● YOUR OBJECTIVE: In the listing below, locate the lines that hold "yellow" and copy them.

Top of EXCERPTED RECORDS

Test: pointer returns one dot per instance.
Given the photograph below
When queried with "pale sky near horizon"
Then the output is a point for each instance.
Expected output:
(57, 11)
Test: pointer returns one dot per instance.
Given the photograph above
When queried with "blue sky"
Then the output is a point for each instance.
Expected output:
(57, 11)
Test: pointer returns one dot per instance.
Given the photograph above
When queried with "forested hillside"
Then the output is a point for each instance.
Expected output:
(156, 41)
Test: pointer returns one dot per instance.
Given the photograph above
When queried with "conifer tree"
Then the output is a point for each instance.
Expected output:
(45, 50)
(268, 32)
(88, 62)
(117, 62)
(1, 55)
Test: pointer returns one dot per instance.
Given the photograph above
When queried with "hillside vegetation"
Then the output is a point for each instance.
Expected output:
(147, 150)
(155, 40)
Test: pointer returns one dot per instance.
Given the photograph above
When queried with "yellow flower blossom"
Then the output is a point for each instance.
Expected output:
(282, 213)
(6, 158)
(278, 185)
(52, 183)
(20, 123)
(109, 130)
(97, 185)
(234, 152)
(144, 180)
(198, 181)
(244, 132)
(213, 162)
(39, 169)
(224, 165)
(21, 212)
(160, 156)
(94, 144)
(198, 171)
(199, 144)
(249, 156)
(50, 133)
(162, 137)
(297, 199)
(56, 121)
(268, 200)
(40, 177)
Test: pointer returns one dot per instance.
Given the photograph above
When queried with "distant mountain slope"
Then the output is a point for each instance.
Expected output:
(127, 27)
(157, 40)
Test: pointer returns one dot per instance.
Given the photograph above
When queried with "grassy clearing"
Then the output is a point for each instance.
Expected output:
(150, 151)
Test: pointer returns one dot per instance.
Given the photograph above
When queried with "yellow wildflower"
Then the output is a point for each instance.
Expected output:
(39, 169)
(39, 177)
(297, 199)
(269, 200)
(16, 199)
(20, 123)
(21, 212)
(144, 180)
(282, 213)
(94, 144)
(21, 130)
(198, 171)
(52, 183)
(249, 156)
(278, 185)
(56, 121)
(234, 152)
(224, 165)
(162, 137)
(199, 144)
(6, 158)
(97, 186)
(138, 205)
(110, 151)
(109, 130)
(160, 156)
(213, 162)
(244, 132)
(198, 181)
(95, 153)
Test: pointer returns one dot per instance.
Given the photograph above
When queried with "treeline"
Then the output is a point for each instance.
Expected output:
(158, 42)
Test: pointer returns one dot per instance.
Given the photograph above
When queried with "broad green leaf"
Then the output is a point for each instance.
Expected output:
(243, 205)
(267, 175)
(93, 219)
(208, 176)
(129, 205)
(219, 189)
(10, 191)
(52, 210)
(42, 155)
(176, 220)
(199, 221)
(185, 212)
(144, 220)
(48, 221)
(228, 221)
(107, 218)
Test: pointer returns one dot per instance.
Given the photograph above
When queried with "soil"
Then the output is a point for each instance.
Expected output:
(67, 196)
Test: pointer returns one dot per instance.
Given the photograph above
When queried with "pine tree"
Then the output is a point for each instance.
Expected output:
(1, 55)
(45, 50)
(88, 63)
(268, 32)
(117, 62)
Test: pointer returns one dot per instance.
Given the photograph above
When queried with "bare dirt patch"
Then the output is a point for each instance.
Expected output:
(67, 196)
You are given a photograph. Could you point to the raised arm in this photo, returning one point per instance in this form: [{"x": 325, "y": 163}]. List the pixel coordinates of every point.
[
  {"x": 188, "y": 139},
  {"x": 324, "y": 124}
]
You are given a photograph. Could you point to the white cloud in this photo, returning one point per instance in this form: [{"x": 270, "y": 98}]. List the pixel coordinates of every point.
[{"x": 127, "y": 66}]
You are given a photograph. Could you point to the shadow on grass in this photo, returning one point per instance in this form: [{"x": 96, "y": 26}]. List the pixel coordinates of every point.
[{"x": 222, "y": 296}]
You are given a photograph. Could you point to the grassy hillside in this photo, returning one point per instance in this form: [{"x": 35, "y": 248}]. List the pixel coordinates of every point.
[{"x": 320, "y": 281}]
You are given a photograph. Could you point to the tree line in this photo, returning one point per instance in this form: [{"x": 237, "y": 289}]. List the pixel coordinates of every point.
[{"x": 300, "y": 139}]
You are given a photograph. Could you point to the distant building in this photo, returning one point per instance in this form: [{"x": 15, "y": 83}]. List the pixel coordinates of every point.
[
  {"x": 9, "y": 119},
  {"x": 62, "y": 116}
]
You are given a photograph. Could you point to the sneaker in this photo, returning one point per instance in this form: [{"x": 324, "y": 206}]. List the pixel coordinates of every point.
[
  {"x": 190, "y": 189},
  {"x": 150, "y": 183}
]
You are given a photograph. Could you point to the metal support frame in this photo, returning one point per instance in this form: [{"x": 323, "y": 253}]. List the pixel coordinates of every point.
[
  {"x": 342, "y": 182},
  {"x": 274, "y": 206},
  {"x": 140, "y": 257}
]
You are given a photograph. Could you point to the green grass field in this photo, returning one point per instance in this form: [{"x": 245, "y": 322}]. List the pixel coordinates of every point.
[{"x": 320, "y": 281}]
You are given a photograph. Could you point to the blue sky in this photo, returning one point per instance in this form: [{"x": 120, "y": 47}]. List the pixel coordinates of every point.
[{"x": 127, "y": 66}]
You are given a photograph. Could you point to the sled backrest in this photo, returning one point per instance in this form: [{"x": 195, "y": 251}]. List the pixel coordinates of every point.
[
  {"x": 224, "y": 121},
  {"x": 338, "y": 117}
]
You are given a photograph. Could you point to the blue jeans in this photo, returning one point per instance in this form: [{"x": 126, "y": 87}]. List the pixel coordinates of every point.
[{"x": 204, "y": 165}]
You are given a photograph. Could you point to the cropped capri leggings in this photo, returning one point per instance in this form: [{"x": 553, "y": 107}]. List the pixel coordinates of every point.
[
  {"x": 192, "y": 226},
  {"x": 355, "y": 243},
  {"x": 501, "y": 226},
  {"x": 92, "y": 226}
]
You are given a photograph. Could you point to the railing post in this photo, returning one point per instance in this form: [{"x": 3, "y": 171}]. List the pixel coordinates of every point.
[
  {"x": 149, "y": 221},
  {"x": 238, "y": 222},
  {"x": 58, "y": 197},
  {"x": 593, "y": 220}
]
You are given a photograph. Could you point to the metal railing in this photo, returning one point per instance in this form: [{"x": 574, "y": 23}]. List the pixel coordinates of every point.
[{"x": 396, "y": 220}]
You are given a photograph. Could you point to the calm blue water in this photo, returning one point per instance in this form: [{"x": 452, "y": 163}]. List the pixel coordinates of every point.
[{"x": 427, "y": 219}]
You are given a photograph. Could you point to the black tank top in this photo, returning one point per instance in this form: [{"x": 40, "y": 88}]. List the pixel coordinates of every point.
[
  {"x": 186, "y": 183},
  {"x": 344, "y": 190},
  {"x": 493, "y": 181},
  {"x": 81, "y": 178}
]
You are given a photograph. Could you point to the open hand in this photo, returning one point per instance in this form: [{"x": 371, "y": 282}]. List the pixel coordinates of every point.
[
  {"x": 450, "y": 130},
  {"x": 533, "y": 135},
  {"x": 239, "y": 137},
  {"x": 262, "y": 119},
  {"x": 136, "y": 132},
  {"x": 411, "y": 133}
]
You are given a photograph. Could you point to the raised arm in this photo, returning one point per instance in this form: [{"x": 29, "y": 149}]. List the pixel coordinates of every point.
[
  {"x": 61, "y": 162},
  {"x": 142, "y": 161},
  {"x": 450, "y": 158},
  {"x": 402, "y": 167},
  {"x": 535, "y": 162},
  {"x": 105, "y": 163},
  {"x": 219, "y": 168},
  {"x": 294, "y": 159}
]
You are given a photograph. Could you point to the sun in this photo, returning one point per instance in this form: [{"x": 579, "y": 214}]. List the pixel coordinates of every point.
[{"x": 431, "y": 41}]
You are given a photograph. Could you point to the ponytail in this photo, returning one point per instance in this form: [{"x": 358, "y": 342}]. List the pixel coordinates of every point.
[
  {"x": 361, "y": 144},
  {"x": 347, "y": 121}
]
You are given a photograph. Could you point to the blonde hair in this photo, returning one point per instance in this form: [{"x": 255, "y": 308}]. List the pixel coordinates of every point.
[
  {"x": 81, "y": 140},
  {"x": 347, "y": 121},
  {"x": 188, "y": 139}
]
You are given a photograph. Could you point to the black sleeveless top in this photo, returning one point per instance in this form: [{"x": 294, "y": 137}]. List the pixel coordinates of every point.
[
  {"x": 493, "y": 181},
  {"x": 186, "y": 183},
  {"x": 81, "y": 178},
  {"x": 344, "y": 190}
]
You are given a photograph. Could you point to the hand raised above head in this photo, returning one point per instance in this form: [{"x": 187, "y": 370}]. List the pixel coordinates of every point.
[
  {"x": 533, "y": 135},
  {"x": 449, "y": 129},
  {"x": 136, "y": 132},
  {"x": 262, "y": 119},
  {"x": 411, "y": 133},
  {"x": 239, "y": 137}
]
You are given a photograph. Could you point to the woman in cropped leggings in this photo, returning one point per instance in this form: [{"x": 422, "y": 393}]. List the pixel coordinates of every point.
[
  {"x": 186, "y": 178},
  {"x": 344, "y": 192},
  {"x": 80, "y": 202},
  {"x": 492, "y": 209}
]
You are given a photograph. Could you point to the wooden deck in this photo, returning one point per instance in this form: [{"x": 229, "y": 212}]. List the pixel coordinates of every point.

Bottom of EXCERPTED RECORDS

● EXERCISE OUTPUT:
When queried with "yellow flower blossom"
When queried with "yellow wildflower"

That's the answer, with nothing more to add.